───── The records ─────

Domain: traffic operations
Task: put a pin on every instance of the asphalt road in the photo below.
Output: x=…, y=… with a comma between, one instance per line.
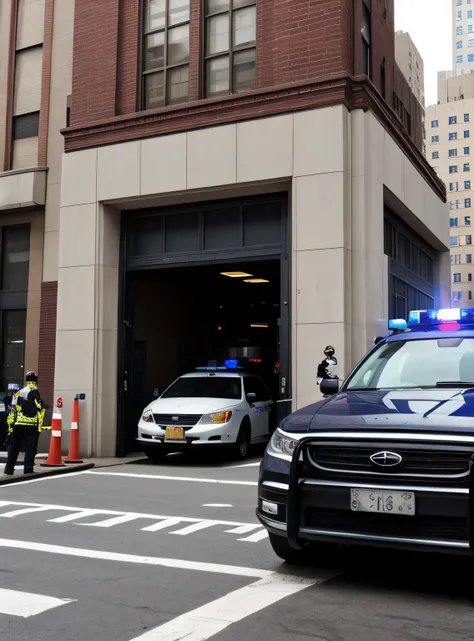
x=174, y=552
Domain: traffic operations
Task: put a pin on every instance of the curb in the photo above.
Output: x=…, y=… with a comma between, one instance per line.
x=51, y=472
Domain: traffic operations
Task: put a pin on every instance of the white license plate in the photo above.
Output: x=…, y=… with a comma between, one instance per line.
x=383, y=502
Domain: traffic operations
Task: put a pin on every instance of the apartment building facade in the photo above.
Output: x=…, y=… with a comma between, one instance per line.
x=259, y=138
x=36, y=39
x=449, y=149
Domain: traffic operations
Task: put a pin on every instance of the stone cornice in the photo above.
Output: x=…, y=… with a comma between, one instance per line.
x=353, y=92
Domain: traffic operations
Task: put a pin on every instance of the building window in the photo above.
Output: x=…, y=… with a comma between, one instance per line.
x=231, y=31
x=166, y=53
x=366, y=33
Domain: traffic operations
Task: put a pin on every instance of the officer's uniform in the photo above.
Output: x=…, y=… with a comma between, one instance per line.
x=25, y=421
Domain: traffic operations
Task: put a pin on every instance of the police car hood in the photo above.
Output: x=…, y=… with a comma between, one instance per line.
x=183, y=405
x=394, y=410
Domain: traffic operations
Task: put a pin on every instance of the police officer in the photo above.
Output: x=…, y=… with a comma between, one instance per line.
x=25, y=421
x=326, y=365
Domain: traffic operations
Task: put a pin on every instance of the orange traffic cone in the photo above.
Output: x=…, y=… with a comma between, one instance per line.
x=54, y=456
x=73, y=456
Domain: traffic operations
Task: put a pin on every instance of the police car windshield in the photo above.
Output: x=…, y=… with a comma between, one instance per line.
x=417, y=363
x=205, y=387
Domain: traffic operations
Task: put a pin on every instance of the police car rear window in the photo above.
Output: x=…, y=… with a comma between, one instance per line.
x=205, y=387
x=417, y=363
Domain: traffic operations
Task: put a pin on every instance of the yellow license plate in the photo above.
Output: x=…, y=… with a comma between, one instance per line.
x=174, y=434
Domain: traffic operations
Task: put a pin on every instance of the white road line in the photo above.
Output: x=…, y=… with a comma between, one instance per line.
x=187, y=479
x=195, y=527
x=162, y=525
x=26, y=604
x=216, y=568
x=217, y=505
x=216, y=616
x=243, y=529
x=26, y=510
x=255, y=538
x=116, y=520
x=80, y=514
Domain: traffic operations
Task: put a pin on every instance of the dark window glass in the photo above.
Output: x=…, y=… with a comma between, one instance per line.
x=166, y=53
x=229, y=387
x=13, y=347
x=15, y=258
x=26, y=126
x=231, y=33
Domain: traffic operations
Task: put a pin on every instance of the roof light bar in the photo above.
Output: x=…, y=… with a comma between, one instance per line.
x=438, y=317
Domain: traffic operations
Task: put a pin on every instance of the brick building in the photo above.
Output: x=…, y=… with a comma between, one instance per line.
x=240, y=177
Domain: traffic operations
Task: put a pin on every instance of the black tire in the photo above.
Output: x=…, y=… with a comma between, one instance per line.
x=156, y=456
x=242, y=445
x=320, y=553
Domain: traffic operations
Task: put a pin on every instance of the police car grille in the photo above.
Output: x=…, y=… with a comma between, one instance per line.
x=424, y=462
x=178, y=420
x=417, y=526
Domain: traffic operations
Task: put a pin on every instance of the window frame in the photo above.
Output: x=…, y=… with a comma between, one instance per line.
x=229, y=53
x=164, y=70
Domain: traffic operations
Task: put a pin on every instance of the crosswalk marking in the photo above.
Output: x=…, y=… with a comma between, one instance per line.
x=116, y=520
x=157, y=522
x=161, y=525
x=195, y=527
x=26, y=604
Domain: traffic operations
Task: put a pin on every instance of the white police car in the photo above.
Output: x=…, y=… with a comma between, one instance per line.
x=213, y=407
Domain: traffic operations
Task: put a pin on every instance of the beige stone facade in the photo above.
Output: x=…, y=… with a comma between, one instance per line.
x=339, y=168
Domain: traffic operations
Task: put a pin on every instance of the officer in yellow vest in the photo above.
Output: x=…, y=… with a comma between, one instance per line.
x=25, y=421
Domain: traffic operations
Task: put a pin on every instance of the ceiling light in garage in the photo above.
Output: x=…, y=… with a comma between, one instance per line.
x=236, y=274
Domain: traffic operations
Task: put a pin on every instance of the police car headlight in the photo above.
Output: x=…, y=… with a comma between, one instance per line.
x=216, y=417
x=282, y=444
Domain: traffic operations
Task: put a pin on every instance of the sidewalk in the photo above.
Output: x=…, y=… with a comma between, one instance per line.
x=41, y=472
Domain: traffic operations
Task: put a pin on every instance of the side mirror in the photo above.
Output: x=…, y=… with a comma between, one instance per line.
x=329, y=386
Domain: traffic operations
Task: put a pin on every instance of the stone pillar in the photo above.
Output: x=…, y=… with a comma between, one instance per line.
x=86, y=339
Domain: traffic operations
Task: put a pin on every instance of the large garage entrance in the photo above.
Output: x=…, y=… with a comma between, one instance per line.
x=202, y=284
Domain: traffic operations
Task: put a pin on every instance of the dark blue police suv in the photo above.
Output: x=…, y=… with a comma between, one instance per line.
x=387, y=459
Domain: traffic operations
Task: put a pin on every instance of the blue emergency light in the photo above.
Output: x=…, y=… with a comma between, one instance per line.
x=451, y=319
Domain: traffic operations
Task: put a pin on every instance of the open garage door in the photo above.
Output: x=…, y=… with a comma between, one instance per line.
x=199, y=284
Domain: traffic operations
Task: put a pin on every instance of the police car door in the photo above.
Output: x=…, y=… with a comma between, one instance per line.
x=258, y=406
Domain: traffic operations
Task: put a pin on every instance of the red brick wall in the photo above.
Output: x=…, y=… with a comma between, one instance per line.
x=47, y=342
x=299, y=40
x=128, y=57
x=94, y=77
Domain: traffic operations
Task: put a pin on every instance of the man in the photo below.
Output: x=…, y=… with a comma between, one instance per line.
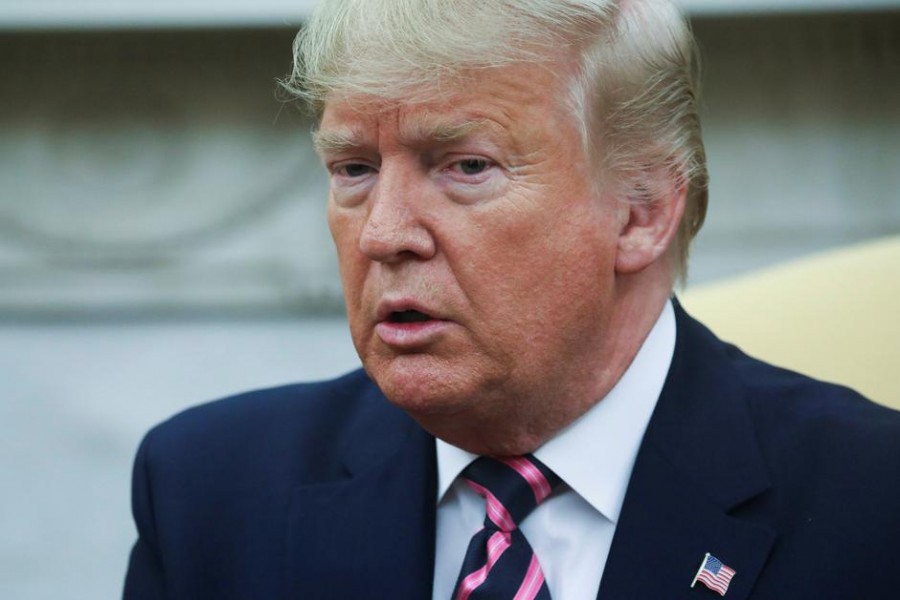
x=514, y=186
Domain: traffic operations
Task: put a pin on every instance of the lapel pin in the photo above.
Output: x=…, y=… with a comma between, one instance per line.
x=714, y=574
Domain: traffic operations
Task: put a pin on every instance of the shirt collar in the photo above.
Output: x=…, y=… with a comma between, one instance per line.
x=595, y=454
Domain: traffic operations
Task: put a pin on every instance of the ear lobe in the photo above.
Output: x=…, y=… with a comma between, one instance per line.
x=648, y=230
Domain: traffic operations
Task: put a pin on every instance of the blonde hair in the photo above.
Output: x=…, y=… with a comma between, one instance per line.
x=634, y=94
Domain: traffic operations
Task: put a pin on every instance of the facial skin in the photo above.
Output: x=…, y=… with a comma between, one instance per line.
x=480, y=213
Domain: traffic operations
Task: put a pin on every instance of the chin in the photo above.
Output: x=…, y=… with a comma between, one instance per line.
x=422, y=390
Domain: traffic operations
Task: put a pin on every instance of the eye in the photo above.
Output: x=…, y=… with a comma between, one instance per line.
x=472, y=166
x=354, y=170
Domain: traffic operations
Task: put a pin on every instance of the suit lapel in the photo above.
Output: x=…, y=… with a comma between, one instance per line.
x=371, y=535
x=698, y=462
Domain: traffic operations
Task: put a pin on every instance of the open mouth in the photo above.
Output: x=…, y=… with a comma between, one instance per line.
x=408, y=316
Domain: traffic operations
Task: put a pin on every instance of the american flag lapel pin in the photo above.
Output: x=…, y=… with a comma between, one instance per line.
x=714, y=574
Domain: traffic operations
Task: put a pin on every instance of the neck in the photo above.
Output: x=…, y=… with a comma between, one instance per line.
x=530, y=420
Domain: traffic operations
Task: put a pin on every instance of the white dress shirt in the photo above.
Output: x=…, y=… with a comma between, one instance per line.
x=571, y=532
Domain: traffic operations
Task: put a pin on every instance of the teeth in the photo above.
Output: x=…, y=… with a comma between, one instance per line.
x=409, y=316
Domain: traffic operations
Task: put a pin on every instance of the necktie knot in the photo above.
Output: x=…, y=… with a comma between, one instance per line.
x=512, y=487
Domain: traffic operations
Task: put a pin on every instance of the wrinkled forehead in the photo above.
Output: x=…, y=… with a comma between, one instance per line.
x=506, y=101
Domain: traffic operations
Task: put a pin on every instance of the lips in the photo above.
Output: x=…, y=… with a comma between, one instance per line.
x=408, y=325
x=408, y=316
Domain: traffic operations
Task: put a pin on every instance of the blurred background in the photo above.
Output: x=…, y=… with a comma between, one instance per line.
x=163, y=241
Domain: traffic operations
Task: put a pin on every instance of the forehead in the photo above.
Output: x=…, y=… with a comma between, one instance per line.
x=509, y=102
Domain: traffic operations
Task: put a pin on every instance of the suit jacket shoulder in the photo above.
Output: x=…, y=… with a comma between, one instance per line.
x=260, y=496
x=790, y=481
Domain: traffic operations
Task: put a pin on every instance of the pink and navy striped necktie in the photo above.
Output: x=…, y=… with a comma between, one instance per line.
x=500, y=563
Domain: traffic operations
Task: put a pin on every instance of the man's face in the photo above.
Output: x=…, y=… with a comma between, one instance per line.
x=476, y=256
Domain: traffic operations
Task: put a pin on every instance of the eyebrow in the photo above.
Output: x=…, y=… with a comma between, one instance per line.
x=331, y=142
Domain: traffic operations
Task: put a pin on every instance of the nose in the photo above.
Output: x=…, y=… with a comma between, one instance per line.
x=394, y=230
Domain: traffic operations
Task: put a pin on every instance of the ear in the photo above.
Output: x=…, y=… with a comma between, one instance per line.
x=648, y=227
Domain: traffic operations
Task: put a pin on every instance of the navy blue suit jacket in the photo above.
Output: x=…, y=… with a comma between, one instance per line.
x=327, y=491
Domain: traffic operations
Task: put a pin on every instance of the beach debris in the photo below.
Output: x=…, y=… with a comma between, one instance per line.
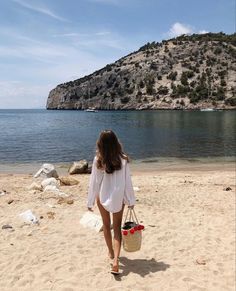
x=28, y=217
x=49, y=182
x=50, y=205
x=201, y=261
x=137, y=189
x=51, y=215
x=227, y=189
x=80, y=167
x=7, y=226
x=68, y=181
x=3, y=192
x=54, y=189
x=92, y=221
x=47, y=170
x=35, y=186
x=65, y=201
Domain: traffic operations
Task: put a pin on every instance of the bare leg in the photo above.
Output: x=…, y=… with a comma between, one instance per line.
x=117, y=220
x=106, y=228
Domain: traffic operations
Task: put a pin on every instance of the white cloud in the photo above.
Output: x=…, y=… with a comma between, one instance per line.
x=16, y=94
x=179, y=29
x=112, y=2
x=203, y=31
x=42, y=10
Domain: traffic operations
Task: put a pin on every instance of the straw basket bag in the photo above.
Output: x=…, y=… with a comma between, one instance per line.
x=131, y=232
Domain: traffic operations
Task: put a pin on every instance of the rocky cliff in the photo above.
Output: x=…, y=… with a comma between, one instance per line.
x=187, y=72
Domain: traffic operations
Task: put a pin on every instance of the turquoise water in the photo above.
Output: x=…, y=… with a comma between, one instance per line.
x=33, y=136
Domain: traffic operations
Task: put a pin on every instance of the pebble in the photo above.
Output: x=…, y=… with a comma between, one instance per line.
x=227, y=189
x=7, y=226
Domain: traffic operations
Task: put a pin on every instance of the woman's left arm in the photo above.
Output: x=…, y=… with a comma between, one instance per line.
x=94, y=184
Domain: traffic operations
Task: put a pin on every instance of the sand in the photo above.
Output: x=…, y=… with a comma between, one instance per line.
x=188, y=242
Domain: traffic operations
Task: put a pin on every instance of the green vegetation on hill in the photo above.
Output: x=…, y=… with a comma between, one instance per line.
x=184, y=72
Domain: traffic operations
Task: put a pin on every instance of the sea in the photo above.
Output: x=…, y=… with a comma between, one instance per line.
x=63, y=136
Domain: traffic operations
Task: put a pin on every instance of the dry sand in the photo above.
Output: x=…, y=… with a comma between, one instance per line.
x=188, y=216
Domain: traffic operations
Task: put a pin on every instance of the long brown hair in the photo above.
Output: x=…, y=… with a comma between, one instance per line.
x=109, y=152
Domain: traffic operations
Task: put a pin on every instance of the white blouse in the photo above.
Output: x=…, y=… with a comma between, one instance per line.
x=113, y=190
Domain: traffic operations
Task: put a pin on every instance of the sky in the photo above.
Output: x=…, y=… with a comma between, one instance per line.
x=47, y=42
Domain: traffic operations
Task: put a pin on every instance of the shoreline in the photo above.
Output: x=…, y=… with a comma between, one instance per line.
x=184, y=213
x=149, y=165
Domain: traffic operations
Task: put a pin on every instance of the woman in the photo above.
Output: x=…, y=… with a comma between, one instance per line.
x=110, y=184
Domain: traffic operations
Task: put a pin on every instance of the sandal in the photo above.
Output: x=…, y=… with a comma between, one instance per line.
x=115, y=270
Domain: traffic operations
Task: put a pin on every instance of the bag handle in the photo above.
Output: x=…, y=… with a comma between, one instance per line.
x=132, y=215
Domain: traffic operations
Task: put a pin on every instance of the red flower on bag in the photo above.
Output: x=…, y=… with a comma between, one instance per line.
x=132, y=231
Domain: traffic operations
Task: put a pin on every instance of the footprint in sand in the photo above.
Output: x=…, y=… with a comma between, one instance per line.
x=20, y=266
x=186, y=279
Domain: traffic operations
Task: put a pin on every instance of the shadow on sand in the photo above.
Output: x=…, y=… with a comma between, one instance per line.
x=141, y=267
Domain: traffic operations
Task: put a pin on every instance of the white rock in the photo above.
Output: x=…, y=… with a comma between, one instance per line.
x=28, y=217
x=47, y=170
x=35, y=186
x=49, y=182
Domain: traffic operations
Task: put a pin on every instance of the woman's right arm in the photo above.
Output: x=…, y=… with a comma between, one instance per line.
x=94, y=184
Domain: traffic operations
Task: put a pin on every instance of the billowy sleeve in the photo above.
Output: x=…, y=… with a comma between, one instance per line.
x=129, y=197
x=94, y=183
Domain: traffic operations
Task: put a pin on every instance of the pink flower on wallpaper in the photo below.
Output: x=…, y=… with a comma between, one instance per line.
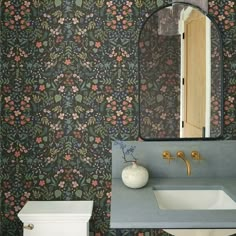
x=94, y=183
x=41, y=183
x=38, y=44
x=98, y=140
x=67, y=62
x=17, y=153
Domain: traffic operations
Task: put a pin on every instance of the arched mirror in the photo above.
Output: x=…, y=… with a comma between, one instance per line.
x=180, y=75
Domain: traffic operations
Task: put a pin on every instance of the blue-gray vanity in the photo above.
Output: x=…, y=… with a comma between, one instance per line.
x=138, y=208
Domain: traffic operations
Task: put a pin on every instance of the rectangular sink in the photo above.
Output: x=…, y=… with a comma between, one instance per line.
x=193, y=199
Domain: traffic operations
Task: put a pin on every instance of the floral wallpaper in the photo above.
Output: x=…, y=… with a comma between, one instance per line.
x=68, y=88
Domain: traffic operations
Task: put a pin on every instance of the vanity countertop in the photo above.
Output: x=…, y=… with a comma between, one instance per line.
x=138, y=208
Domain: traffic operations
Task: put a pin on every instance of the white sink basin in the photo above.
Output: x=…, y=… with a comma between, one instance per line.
x=195, y=199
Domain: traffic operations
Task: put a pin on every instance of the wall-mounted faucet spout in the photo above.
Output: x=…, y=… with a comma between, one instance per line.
x=180, y=154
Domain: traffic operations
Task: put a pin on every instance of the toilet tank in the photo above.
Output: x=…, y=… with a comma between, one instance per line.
x=56, y=218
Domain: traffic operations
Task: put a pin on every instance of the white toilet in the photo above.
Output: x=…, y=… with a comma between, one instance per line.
x=56, y=218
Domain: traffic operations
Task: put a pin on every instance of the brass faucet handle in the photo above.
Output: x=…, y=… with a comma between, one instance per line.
x=166, y=155
x=196, y=156
x=180, y=154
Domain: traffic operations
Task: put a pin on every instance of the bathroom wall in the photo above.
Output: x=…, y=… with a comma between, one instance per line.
x=69, y=87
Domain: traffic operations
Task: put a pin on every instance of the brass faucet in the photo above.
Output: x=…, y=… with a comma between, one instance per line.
x=180, y=154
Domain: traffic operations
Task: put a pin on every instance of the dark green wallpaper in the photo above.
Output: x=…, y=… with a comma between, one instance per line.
x=68, y=88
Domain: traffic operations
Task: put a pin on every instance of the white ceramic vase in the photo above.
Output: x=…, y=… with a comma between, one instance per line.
x=135, y=176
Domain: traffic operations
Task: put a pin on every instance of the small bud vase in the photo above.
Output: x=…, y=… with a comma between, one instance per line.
x=135, y=176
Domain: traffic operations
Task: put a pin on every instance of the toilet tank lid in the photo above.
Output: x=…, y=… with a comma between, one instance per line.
x=56, y=210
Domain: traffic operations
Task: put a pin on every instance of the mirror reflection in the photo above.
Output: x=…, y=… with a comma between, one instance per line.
x=180, y=75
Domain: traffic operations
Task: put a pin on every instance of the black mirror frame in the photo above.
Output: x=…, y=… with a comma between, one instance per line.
x=221, y=75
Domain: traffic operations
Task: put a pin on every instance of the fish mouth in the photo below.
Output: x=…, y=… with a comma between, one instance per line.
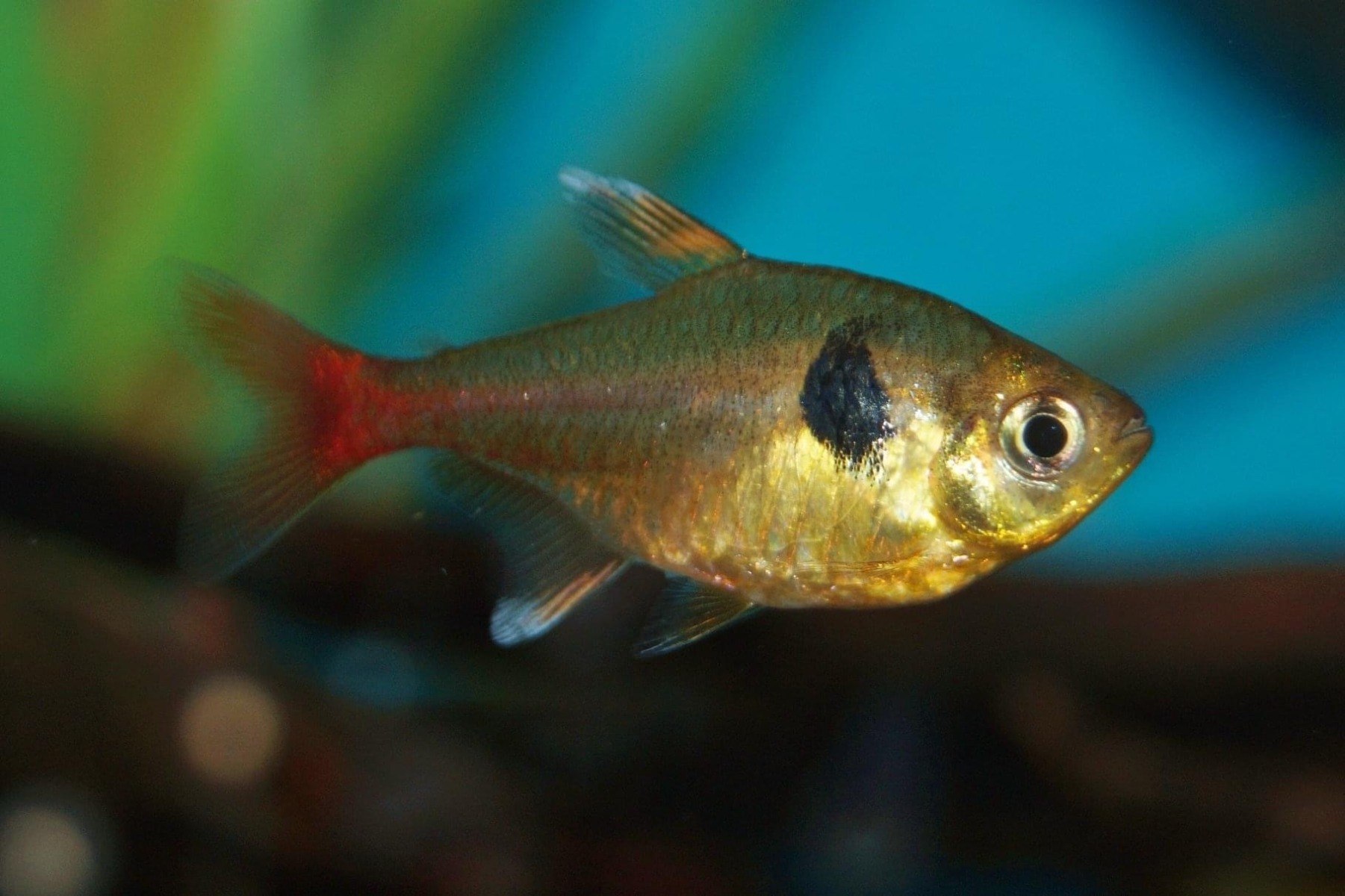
x=1137, y=427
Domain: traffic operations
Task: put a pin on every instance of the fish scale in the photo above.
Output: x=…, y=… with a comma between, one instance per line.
x=768, y=434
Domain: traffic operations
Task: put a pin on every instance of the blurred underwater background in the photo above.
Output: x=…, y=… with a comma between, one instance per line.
x=1153, y=189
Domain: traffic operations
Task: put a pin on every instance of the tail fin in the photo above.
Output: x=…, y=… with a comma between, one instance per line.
x=307, y=388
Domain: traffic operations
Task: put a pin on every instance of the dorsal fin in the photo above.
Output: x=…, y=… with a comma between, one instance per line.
x=552, y=560
x=688, y=611
x=639, y=236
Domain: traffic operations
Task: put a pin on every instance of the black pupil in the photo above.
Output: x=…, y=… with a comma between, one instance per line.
x=1044, y=436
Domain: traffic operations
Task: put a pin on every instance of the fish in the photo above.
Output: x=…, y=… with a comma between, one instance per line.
x=770, y=435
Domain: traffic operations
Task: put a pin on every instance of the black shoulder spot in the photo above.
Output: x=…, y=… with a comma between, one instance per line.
x=842, y=400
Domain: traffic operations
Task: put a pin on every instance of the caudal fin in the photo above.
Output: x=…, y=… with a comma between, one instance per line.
x=305, y=387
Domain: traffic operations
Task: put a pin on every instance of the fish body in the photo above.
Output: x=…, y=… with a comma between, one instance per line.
x=774, y=435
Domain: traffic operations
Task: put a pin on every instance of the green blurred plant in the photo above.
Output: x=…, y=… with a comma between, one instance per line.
x=260, y=137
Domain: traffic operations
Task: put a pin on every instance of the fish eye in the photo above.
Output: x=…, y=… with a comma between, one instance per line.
x=1041, y=436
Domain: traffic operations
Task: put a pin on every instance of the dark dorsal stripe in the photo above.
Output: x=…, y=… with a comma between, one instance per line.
x=844, y=402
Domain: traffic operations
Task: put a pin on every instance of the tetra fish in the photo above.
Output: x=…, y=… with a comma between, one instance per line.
x=767, y=434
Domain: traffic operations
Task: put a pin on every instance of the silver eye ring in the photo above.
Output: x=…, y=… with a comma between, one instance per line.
x=1041, y=436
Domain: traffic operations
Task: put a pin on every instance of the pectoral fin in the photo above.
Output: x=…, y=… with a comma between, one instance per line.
x=552, y=561
x=639, y=236
x=689, y=611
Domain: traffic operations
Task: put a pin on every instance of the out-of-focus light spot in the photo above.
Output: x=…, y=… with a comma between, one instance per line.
x=374, y=672
x=232, y=731
x=46, y=850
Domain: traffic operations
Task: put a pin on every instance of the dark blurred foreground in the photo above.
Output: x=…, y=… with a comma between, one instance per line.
x=339, y=723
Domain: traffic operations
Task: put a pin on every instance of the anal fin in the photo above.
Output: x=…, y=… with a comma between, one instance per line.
x=552, y=561
x=686, y=612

─────

◆ Exercise description:
Look above for the line with "Task: put a pin on every instance of the pink flower" and copy exactly from it through the line with "Task: put a pin on every instance of the arched", both included. Omit the pictures.

◆ Worked solution:
Task: put a pin on every instance of the pink flower on wallpaper in the photo below.
Output: x=…, y=… with a comma between, one instance per line.
x=94, y=183
x=41, y=183
x=38, y=44
x=98, y=140
x=67, y=62
x=17, y=153
Domain: traffic operations
Task: put a pin on every instance of the arched mirror in the photo above.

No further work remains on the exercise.